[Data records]
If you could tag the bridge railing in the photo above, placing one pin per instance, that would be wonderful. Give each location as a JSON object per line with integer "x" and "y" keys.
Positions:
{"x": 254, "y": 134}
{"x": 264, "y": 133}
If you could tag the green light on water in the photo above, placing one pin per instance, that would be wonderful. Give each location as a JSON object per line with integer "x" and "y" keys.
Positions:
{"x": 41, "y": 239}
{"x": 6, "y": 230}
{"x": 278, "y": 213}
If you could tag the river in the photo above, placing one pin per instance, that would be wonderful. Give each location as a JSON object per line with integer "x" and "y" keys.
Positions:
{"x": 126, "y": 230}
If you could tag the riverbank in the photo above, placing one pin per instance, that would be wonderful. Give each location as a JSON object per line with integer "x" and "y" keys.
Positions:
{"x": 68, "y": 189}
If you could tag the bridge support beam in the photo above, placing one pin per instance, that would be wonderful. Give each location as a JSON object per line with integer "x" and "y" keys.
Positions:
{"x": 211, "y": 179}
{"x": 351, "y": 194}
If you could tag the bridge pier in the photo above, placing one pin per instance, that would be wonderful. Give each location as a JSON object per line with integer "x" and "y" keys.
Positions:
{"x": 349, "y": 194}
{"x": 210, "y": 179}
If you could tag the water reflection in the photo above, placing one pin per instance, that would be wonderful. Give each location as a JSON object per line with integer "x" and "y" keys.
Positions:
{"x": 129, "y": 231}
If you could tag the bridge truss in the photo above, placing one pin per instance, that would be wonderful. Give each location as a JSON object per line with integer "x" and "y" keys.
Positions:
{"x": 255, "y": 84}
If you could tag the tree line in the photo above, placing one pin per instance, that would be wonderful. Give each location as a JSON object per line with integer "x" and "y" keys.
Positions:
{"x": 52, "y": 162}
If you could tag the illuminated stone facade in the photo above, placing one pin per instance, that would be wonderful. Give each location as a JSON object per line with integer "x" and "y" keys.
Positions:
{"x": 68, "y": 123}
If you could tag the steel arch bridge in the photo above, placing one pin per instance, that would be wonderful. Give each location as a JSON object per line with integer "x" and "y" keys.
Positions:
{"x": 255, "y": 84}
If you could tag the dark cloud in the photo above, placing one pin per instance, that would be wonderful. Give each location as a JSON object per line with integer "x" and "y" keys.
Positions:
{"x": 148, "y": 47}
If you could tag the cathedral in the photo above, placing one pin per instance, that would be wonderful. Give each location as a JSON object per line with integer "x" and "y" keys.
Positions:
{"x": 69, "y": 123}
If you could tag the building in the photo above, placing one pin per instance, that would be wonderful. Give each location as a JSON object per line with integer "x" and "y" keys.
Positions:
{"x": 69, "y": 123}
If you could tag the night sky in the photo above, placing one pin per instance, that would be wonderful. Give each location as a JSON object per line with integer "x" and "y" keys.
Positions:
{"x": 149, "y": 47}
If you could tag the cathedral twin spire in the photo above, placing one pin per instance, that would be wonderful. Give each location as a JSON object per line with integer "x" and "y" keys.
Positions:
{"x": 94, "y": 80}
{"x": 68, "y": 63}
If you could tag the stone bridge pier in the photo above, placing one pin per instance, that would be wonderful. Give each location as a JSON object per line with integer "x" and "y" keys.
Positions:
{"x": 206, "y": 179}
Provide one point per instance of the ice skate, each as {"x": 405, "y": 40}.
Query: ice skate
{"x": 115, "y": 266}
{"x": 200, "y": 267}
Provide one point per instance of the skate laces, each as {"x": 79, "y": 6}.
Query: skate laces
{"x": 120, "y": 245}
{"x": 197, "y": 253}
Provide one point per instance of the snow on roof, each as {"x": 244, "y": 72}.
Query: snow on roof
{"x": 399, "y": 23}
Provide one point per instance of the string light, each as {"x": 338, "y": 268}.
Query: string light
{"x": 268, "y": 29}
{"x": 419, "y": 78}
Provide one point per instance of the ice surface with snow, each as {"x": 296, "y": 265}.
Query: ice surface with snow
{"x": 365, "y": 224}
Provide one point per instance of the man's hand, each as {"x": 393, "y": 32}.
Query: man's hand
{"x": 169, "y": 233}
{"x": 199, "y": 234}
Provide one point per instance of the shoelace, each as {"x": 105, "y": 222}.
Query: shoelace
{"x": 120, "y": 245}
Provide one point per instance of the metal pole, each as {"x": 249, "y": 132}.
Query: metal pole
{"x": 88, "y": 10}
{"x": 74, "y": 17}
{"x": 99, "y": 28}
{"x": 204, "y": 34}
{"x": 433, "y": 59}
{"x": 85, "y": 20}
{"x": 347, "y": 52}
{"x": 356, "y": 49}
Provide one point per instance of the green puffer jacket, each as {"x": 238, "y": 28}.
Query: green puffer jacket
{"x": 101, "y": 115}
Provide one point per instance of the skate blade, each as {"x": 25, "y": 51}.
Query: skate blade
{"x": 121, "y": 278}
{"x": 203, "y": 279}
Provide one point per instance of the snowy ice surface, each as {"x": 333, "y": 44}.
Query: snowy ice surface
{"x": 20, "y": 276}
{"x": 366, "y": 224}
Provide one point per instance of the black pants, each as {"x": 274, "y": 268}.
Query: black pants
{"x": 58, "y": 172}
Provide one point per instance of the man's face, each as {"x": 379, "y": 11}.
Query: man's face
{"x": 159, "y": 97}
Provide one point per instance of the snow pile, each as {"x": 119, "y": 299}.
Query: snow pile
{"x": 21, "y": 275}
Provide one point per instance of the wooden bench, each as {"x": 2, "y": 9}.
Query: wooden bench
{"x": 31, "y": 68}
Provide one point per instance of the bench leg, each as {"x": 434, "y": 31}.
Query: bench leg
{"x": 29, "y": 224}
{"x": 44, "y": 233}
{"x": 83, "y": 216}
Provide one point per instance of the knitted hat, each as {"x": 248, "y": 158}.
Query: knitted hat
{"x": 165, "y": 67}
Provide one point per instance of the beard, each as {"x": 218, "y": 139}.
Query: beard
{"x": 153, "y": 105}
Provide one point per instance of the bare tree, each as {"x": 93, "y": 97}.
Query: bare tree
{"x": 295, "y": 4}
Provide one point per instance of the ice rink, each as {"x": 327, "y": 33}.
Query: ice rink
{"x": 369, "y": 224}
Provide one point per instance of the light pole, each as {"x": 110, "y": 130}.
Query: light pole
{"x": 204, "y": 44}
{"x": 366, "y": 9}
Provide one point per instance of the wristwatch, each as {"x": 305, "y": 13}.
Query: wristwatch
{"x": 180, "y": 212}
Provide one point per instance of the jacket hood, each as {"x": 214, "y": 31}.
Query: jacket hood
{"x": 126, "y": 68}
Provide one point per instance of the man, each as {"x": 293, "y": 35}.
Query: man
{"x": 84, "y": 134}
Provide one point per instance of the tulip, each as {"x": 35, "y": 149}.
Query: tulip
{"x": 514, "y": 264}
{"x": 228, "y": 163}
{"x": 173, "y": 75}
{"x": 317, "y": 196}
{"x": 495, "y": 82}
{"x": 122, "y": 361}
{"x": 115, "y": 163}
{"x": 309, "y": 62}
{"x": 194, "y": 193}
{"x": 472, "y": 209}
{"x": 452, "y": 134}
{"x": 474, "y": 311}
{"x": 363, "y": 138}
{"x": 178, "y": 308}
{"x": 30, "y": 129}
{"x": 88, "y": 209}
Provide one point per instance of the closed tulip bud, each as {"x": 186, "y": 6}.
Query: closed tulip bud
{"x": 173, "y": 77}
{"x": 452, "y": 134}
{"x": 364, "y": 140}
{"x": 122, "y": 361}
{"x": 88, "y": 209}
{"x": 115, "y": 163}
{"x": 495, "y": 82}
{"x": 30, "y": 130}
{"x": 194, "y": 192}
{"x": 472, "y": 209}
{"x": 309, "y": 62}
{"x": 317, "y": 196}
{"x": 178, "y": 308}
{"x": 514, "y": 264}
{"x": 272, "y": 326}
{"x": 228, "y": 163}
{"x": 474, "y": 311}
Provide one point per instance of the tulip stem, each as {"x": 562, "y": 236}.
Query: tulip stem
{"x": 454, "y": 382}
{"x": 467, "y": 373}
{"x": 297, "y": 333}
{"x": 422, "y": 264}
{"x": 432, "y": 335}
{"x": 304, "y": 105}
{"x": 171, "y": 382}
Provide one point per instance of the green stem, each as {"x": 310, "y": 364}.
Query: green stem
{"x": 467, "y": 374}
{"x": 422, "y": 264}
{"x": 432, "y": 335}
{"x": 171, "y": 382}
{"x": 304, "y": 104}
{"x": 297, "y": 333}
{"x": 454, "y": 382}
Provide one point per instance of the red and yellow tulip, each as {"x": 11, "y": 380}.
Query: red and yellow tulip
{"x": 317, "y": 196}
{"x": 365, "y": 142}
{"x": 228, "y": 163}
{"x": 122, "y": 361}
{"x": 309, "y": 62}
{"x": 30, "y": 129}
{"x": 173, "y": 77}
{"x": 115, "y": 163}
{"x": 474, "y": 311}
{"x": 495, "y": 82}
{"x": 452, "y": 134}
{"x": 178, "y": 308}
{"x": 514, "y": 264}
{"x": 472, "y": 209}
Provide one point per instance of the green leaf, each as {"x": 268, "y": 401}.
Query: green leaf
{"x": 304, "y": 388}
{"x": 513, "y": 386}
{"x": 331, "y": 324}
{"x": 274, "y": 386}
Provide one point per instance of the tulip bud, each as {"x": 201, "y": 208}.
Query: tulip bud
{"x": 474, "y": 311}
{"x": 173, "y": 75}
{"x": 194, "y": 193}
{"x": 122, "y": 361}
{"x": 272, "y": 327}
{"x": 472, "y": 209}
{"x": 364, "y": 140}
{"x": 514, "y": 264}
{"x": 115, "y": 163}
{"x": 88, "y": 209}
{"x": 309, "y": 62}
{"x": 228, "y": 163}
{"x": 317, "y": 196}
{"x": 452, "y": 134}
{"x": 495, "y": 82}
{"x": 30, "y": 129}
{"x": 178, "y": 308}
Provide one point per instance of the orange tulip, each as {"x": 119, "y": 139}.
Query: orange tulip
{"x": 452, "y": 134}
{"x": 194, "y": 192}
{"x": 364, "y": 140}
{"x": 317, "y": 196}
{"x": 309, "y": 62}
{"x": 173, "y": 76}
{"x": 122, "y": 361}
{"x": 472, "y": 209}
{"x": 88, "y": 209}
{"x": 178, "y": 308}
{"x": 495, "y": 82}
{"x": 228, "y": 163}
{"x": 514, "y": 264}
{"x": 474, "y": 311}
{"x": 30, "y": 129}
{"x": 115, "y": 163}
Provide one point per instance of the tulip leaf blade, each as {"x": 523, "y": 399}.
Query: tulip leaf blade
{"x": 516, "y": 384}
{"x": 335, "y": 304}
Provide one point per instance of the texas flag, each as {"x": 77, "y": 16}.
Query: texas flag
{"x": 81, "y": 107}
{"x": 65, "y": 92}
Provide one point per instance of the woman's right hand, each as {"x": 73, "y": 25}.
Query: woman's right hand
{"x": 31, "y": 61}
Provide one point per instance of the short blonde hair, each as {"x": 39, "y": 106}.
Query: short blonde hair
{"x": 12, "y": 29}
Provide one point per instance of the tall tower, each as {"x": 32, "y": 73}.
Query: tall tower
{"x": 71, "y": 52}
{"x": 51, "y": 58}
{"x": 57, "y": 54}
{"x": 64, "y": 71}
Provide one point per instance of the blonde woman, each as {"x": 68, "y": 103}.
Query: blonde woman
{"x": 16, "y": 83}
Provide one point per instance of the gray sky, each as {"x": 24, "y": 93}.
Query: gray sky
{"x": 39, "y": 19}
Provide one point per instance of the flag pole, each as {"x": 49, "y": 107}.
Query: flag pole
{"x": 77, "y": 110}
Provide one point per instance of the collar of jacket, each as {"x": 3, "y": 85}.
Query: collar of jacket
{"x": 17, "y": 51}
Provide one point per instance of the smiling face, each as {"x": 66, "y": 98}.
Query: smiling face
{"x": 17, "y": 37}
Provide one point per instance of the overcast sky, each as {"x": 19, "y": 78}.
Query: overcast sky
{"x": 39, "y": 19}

WORK REQUEST
Reproduce each line of the records in which "stone" appears.

WORKED SOLUTION
If you could tag the illuminated stone facade in the photo above, placing one pin per instance, that would be wonderful. Give each location as a JSON object per line with integer "x" and "y" keys.
If you could tag the stone bridge pier in the photo above, placing one pin per instance, that would be wonderful. Give each location as a JSON object per line with integer "x" and "y" keys.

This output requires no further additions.